DATA TO USE:
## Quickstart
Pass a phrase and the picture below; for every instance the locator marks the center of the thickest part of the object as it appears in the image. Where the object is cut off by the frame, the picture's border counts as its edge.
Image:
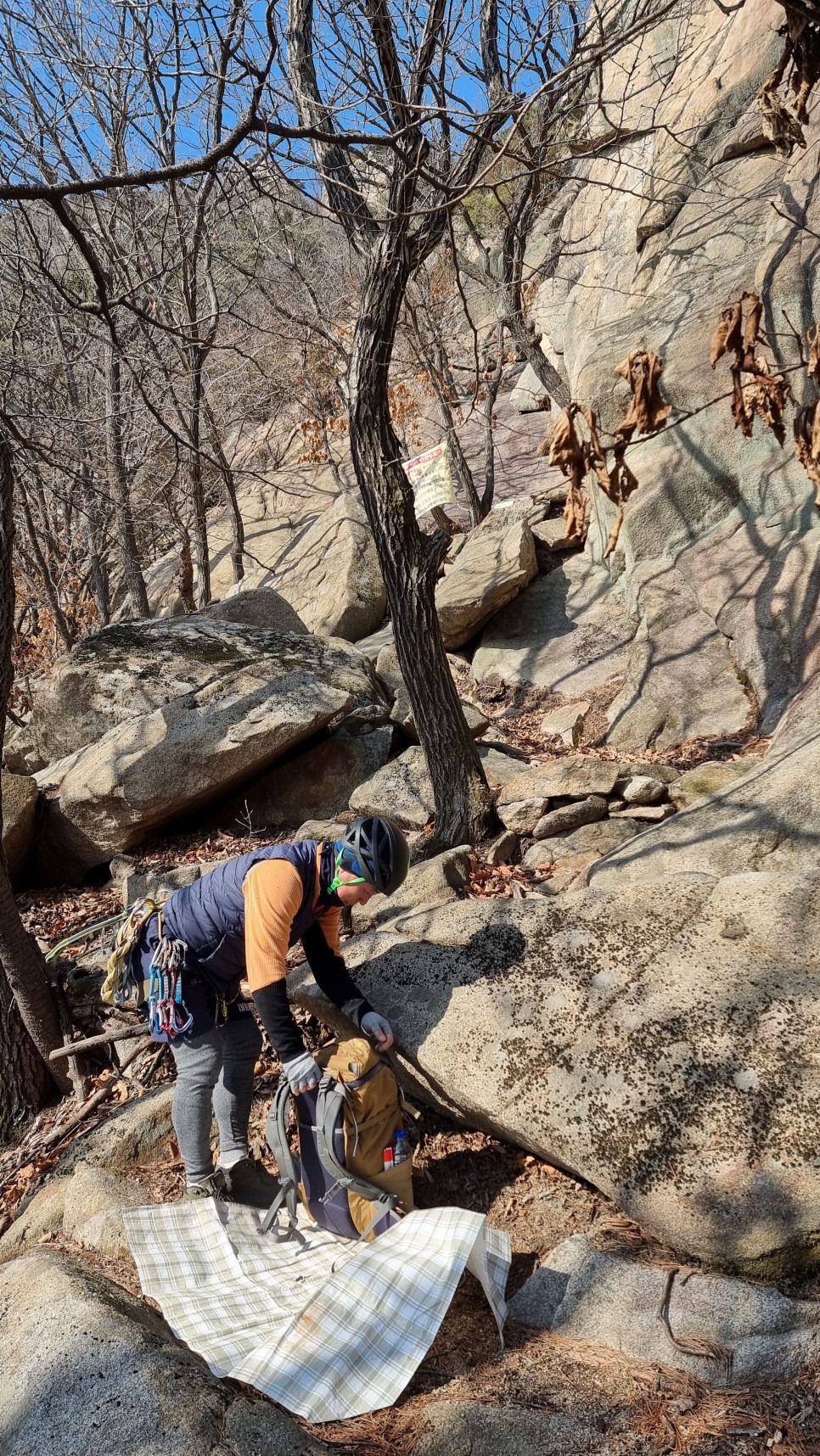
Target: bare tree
(411, 83)
(30, 1024)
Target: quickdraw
(168, 1014)
(120, 986)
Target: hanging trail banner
(430, 478)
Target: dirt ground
(641, 1409)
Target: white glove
(379, 1030)
(302, 1073)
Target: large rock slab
(681, 677)
(720, 540)
(83, 1364)
(331, 575)
(529, 394)
(567, 632)
(264, 693)
(93, 1206)
(756, 1332)
(132, 669)
(402, 789)
(659, 1041)
(313, 785)
(767, 820)
(461, 1429)
(494, 565)
(574, 776)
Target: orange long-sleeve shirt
(272, 896)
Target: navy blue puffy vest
(210, 913)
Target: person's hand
(302, 1073)
(379, 1030)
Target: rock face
(258, 608)
(401, 789)
(581, 1293)
(720, 540)
(193, 708)
(331, 575)
(765, 820)
(497, 561)
(461, 1429)
(315, 784)
(87, 1366)
(660, 1041)
(567, 632)
(20, 815)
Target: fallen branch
(59, 1133)
(71, 1047)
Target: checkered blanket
(327, 1327)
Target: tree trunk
(201, 552)
(238, 543)
(48, 584)
(22, 968)
(488, 428)
(25, 1084)
(410, 561)
(118, 484)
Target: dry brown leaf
(767, 398)
(753, 316)
(807, 443)
(565, 451)
(576, 514)
(779, 124)
(728, 333)
(643, 370)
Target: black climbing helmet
(376, 849)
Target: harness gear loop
(120, 984)
(168, 1014)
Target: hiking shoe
(215, 1185)
(250, 1183)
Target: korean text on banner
(430, 478)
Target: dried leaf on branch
(807, 443)
(765, 394)
(801, 53)
(643, 370)
(574, 457)
(767, 398)
(728, 333)
(779, 124)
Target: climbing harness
(168, 1014)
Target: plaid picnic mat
(328, 1328)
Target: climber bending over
(239, 921)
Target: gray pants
(215, 1075)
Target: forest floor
(638, 1408)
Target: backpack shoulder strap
(289, 1167)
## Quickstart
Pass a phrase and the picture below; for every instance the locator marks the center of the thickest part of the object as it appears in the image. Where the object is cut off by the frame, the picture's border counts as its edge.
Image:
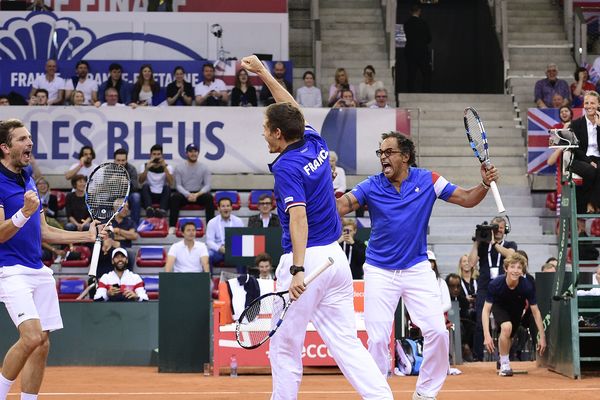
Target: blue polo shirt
(25, 247)
(303, 178)
(399, 219)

TASK STATEMENT: Can you turn all the lines above into a JSON list of strings, one string per line, with blank lines dropped and the pictures left out?

RESULT:
[
  "## Quickstart",
  "Pass a phrase and the picture below; for every instance the locator marks the center of the thickest part of the object as it appears in the image. Where the object is cut off by the frame, the picture's border counts as its edge.",
  "Image:",
  "Target: bare tree",
  "(411, 83)",
  "(30, 1024)",
  "Target: quickdraw",
  "(168, 1014)",
  "(120, 986)",
  "Target: hanging trail banner",
  "(430, 478)",
  "Target: dirt ground",
  "(641, 1409)",
  "Target: white glove",
  "(379, 1030)",
  "(302, 1073)",
  "Target: large rock slab",
  "(681, 677)",
  "(720, 540)",
  "(83, 1364)",
  "(331, 575)",
  "(529, 394)",
  "(567, 632)",
  "(264, 693)",
  "(93, 1206)",
  "(756, 1332)",
  "(132, 669)",
  "(402, 789)",
  "(659, 1041)",
  "(313, 785)",
  "(767, 820)",
  "(461, 1429)",
  "(494, 565)",
  "(574, 776)",
  "Target: orange long-sleeve shirt",
  "(272, 896)",
  "Target: navy blue puffy vest",
  "(210, 913)",
  "Target: person's hand",
  "(302, 1073)",
  "(379, 1030)",
  "Target: rock face",
  "(258, 608)",
  "(401, 789)",
  "(581, 1293)",
  "(720, 540)",
  "(193, 708)",
  "(331, 575)",
  "(765, 820)",
  "(497, 561)",
  "(461, 1429)",
  "(315, 784)",
  "(87, 1366)",
  "(660, 1041)",
  "(567, 632)",
  "(20, 815)",
  "Target: fallen branch",
  "(59, 1133)",
  "(71, 1047)",
  "Target: checkered blanket",
  "(327, 1327)",
  "Target: tree trunk",
  "(201, 552)",
  "(238, 543)",
  "(48, 584)",
  "(22, 968)",
  "(488, 428)",
  "(25, 1084)",
  "(410, 561)",
  "(118, 484)",
  "Target: dry brown leaf",
  "(767, 398)",
  "(753, 316)",
  "(807, 443)",
  "(565, 451)",
  "(576, 514)",
  "(779, 124)",
  "(728, 333)",
  "(643, 370)",
  "Target: black climbing helmet",
  "(376, 849)",
  "Target: harness gear loop",
  "(120, 984)",
  "(168, 1014)",
  "Target: hiking shoe",
  "(215, 1185)",
  "(250, 1183)",
  "Target: korean text on banner",
  "(430, 478)",
  "Target: dried leaf on branch",
  "(807, 443)",
  "(765, 394)",
  "(801, 53)",
  "(643, 370)",
  "(574, 457)",
  "(767, 398)",
  "(728, 333)",
  "(779, 124)",
  "Target: climbing harness",
  "(168, 1014)",
  "Target: plaid picnic mat",
  "(328, 1328)",
  "Target: climber bending over",
  "(239, 921)",
  "Target: gray pants",
  "(215, 1075)",
  "Target: forest floor",
  "(638, 1408)",
  "Target: backpack shoulder strap",
  "(289, 1167)",
  "## Quickstart",
  "Pass a phrase and the picture below; for every instance the locator marks the center of the thickest part of the object as it appears in the image. Where the object is cut off by the frame, the picture's border counts as its edge.",
  "Image:",
  "Target: blue polo shirt",
  "(25, 247)",
  "(303, 178)",
  "(399, 219)"
]